## Extract provided
********
I stand (mostly) alone here saying I enjoyed Dee Rees’ latest Netflix-distributed film, The Last Thing She Wanted, an adaptation of a Joan Didion novel, starring Anne Hathaway as Elena, a hard-nosed veteran D.C. reporter who takes over her absentee father’s (an always excellent Willem Dafoe) role in an international arms deal. In fact, it’s much better than Rees’ last film, the rote Mudbound, which was ultimately praised for its competent conventionality.
Mainstream critics’ confusion over the plot of The Last Thing He Wanted reminds me of when many of them thought Inception was too complex (actually, that film, to my great disappointment, spent much of its runtime explaining itself). Rees’ film has been extraordinarily panned because it does not naturally hew to the mainstream thriller genre, nor is it interested in teasing out the finer points of its heady, fast-moving plot like recent over-adored explainers such as The Big Short. Instead, the film is interested in how all kinds of people, at a particular political and cultural moment in the U.S., often found themselves in such charged, bewildering circumstances, both as a matter of national affairs and their own personal ambition. Visually, it’s a film as interested in ’70s aesthetics as it is in the psyches that charged them, though it’s set in the ’80s, when ’70s counterculture was fading out into a kind of American proto-fascism. Rosie Perez’s cool yet knowing photo-journalist exudes the visual and narrative ambivalence of the film, where the bohemian sensibility finds itself in sleek, pressure-filled environments.
********
## Task inputs
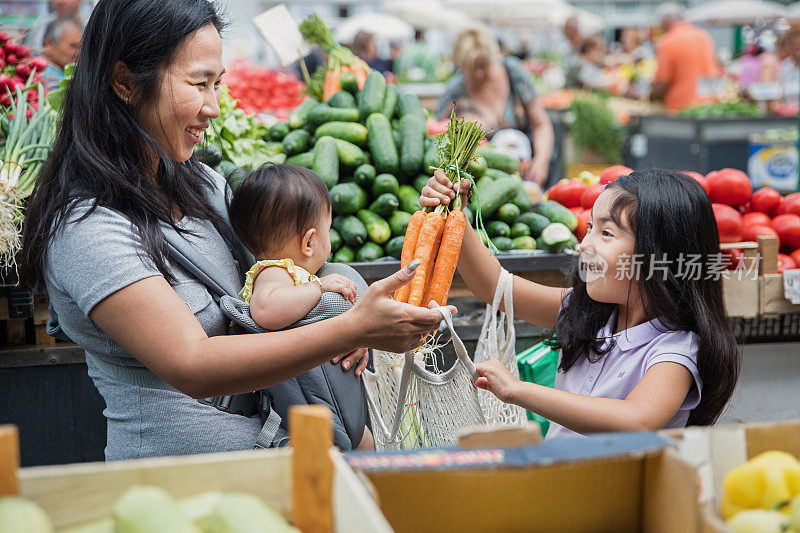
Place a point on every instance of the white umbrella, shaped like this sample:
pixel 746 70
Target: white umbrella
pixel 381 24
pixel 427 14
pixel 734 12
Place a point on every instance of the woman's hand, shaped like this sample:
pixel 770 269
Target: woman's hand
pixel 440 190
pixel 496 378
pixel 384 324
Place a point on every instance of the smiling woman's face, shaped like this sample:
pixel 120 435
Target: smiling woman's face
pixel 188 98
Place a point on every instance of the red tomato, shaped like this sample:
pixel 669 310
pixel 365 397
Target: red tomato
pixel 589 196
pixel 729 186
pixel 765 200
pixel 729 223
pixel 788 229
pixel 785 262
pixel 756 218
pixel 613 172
********
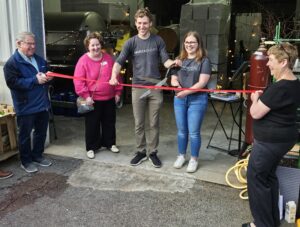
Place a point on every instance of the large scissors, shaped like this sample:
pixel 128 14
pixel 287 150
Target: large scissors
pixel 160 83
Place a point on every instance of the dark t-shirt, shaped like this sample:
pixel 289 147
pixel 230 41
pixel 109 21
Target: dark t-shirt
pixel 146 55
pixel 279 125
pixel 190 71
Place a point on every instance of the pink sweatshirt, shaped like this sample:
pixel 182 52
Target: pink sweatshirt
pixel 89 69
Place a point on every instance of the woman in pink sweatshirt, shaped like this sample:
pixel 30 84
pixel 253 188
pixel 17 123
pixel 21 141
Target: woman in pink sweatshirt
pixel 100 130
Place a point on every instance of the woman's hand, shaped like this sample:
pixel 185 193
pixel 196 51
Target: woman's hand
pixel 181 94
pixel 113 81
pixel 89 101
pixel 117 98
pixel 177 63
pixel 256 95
********
## What this exercise asks
- 1) Please repeat the passage of the film review starting with "I stand (mostly)" and going on through "its competent conventionality.", word for word.
- 2) Convert the lines of the first block of entries, starting with the line with "Place a point on every instance of the white" and going on through the line with "pixel 384 324", into a JSON list of strings with one string per line and blank lines left out.

## Results
- 1)
I stand (mostly) alone here saying I enjoyed Dee Rees’ latest Netflix-distributed film, The Last Thing She Wanted, an adaptation of a Joan Didion novel, starring Anne Hathaway as Elena, a hard-nosed veteran D.C. reporter who takes over her absentee father’s (an always excellent Willem Dafoe) role in an international arms deal. In fact, it’s much better than Rees’ last film, the rote Mudbound, which was ultimately praised for its competent conventionality.

- 2)
[
  "Place a point on every instance of the white umbrella, shaped like this sample:",
  "pixel 746 70",
  "Target: white umbrella",
  "pixel 381 24",
  "pixel 427 14",
  "pixel 734 12",
  "Place a point on every instance of the woman's hand, shaped like this sample:",
  "pixel 770 269",
  "Target: woman's hand",
  "pixel 440 190",
  "pixel 496 378",
  "pixel 384 324"
]